*WRITTEN REQUEST*
Continue the forum thread about the old safety bicycle offered for sale, picking up after its final post.

*TEXT SEGMENT*

※

# Old safety for sale



## pelletman (Mar 7, 2010)

A guy I know brought this to an event today for a buddy who wants to sell it.  If anyone has any interest let me know and I'll get you the guy's number.  What you see is what I know.  Someone said it looked like an Iver Johnson they had, but I see no markings.  I didn't look that close.  There is no headbadge.


----------



## DonChristie (Mar 8, 2010)

Thats a nice bike! Is it a 26 inch tire bike? Rims made of wood? I dont think it is an Iver because of the type of sprocket, the short headset length and how large the gap is between the two top bars. How much does he want for it? Where is it at? Thanks, Don


----------



## pelletman (Mar 8, 2010)

Like I said, I don't know anything besides what you see in the picture.  It is in RI.


----------



## pelletman (Mar 8, 2010)

I believe the rims are steel clad wood.

※

*ENTRIES*
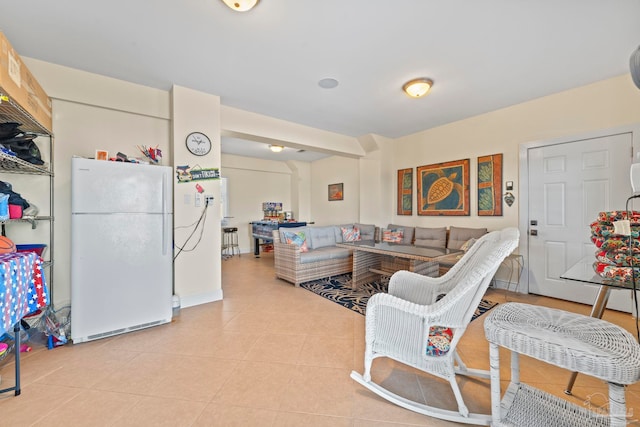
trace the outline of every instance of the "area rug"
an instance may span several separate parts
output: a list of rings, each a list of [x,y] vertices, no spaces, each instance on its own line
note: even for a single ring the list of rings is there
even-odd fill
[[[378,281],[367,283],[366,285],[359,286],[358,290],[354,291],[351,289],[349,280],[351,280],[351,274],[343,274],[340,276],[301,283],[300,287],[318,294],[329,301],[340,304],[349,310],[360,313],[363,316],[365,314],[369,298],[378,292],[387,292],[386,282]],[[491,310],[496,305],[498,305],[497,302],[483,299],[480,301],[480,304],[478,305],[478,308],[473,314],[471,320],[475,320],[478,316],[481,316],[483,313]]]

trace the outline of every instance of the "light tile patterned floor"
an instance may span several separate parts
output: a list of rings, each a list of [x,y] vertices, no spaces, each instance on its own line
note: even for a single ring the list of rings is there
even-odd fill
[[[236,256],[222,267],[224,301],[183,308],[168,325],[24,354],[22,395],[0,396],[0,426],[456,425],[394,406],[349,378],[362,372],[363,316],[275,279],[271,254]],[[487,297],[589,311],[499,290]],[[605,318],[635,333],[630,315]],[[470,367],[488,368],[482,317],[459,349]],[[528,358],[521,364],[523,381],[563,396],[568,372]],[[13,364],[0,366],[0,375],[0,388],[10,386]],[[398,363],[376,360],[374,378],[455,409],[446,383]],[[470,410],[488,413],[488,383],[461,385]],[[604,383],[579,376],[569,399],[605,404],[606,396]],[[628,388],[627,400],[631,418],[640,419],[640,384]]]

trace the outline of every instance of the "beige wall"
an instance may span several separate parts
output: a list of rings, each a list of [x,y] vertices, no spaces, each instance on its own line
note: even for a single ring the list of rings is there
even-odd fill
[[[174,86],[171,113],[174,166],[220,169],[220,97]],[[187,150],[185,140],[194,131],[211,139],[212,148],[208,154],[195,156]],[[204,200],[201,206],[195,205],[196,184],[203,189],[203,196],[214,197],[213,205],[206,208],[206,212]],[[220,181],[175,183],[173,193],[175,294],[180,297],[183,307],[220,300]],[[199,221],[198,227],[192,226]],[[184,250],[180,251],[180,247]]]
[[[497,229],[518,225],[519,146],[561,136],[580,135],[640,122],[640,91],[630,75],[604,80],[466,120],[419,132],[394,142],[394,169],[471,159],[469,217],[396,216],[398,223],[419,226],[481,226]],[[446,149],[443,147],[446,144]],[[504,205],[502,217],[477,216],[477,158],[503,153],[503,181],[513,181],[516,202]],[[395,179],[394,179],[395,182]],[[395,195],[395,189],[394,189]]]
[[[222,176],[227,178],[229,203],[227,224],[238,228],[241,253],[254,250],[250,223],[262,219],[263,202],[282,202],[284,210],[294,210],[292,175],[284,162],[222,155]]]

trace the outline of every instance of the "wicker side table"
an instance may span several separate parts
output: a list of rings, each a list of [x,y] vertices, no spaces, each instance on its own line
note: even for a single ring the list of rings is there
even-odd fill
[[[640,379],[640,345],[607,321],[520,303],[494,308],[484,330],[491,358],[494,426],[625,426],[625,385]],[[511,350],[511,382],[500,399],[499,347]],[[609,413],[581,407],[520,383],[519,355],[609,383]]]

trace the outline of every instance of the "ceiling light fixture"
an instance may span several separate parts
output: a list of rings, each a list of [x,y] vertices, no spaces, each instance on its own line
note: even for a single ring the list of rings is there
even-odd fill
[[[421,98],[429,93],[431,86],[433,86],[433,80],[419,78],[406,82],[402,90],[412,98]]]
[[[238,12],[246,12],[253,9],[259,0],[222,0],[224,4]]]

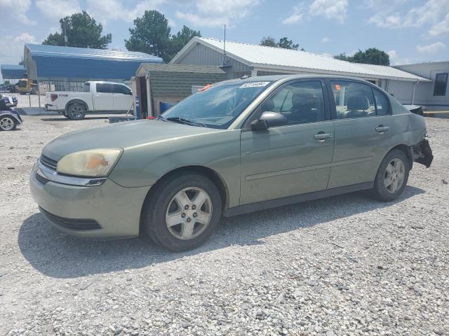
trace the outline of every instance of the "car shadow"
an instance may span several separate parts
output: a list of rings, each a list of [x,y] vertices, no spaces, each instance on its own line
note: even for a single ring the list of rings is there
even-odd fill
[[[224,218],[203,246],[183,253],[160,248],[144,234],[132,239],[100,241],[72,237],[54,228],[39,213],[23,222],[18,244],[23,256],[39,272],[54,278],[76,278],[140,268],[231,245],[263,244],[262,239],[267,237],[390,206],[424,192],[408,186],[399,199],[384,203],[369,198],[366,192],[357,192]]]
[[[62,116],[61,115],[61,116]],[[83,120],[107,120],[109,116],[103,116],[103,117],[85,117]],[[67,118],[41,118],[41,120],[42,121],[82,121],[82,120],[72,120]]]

※

*RESULT BELOW*
----------



## brol (Jul 17, 2010)

If this bike is still available, Id be interested. please drop me a line at elementfmfl@aol.com

Thanks Brian


----------



## irene_crystal (Jul 18, 2010)

I would love to get ahold of the bike too. Send me details....


----------



## Velostigmat (Jul 18, 2010)

I'd be interested as well, are they willing to ship it?
christopher.rini@gmail.com


----------



## grey3speedfrmeuro (Jul 27, 2010)

I dont have any refrence material wonder if it is from Western Mass Bike Maker Westfield, Columbia, Pope etc? Did your friend sell his bike?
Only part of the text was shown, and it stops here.